§ 本文抜粋
静かな部分があったり、インダストリアルなビートがあったりしますが、しっかりハーシュやアジテーションもあり表現豊かなサウンドが特長。ハーシュ系のライブはインプロビゼーション(即興性)が多い中、黒電話さんは曲を曲として演っているのが他とは大きく違うところ。今回ストロボライトが点滅しっぱなしだったので、視覚的にダメージくらっている人がいました。まさにバイオレンスダイヤル!(?)

5年前のライブ映像ですが

超カッコイイ

黒電話666 (BLACKPHONE666) @ higashi-koenji 二万電圧 2017-12/30(22:06)

 

2021年リリースのカセット。どこか懐かしいガバなテクノビートがちゃんとあるパワエレノイズの曲群。いわゆるハーシュオンリーな作品とは一線を画しますが、それもまた良い~~。

INCAPACITANTS

キ・タ・コ・レ!!!

1日目のトリは、世界に誇るジャパノイズの重鎮、泣く子も黙るINCAPACITANTS(インキャパシタンツ)さん。非常階段のメンバーであったT.美川さんが1981年にソロでスタートし、途中で同じく非常階段のコサカイフミオさんが加わった最強ノイズDUO。

お二人のアグレッシブなプレイでこの日イチの盛り上がりとなっていました。

40年以上ノイズを続けているオーラというか貫録というかエネルギーみたいな、サウンドや演奏テクニックだけではない何か別のパワーが確かにそこあり、言い表せない衝動が鳥肌とともに湧き上がるのを感じました。

§ 取り組む課題
1 – ノイズライブのレポートによると、INCAPACITANTSは誰が何年にソロで始めたのか。
2 – ノイズライブのレポートを、最後の文の後から書き継げ。
この後の資料は、ノイズライブのレポートとは別のものだ。

§ データ行
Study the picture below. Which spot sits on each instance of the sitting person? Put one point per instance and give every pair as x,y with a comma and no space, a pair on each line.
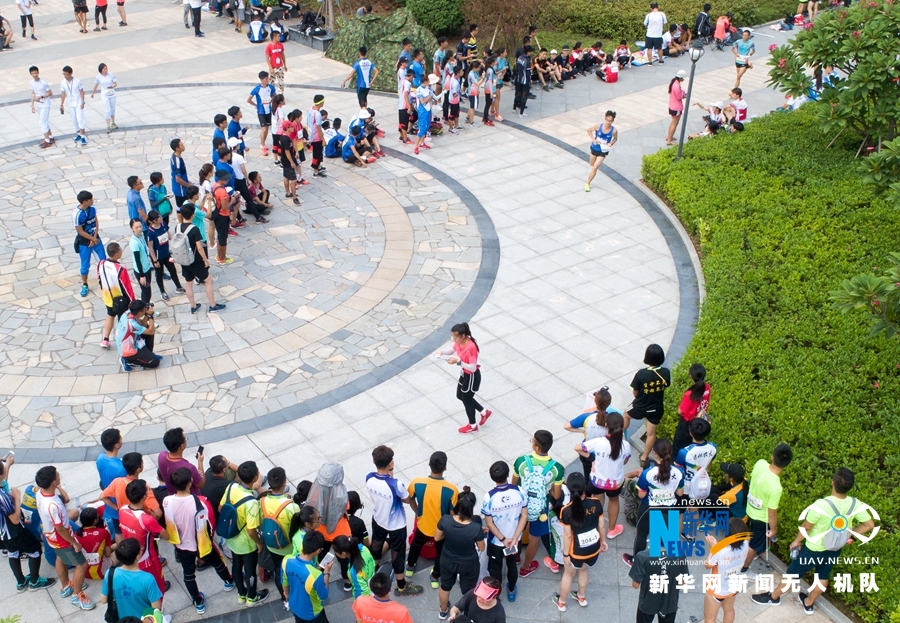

§ 最終解答
1 – 非常階段のメンバーであったT.美川さんが、1981年にソロで始めた。

2 –
INCAPACITANTSのお二人が、これまでの歩みを振り返りつつ自分達の音楽やノイズについてのこだわりを語られた貴重なドキュメンタリームービー。

Incapacitants the movie(43:53)

2日目 2023.6.11(日)

フェスの2日目。この日からグラインド系が参戦、ドラムがセッティングされました。昨日と同じく最初からお客さん多かった気がします。

Scum + Government Alpha

トップバッターはぜいたくなノイズコラボユニット。井元 聡さんによるScumと吉田恭淑さんによるGovernment Alphaの激熱ハーシュ二重奏で、オープニングから鼓膜が破壊されます。

腹に響く多彩な音が最の強!

Scumは井元 聡さんによるハーシュノイズユニット。2010年から活動をスタートし、さまざまなアーティストとのコラボ、スプリット含め国内外レーベルから積極的に音源をリリース。グラインドコアがルーツの一つとのことで、1曲の長さは短めです。

 

Government Alphaは、1992年から活動している吉田恭淑さんのメインノイズプロジェクト。ノイズレーベルXerxesを運営し、数々の作品をリリース。市川雷蔵リスペクトから生まれたサムライハーシュアルバム”斬:KIRU”が個人的お気に入り。

 

2018年のライブ映像。

scum + GOVERNMENT ALPHA – Live @ Flying Teapot, Ekoda, Tokyo (2018/03/21) (1/2)(1:56)

Mortify

1日目から通算10組目にしてようやくギターとドラムが登場。2017年結成の超速グラインドコアバンドMortifyさん。ボーカルの Adam Jenningsさんは、1日目のトップバッターで登場したノイズデュオOur Wrongsの人。ドラムは自身でレーベルY Recordsも運営されているRyohei Kikuchiさん、ギターはTakuya Koreedaさん。超速でデスボで1曲短いですが、リズムがあるってだけで格段にノリやすくなります。

ラップトップとバンドはスタイルとして大きな差がありますが、音の密度という点でノイズとグラインドは親和性大アリ。個人的にはノイズ好きでしたが、グラインドもイイネ!

本フェスの狙いを感じ取ることができた良きGIGです。

 

2018年の初ライブ映像。

Mortify 1st Gig 2018/01/21(6:30)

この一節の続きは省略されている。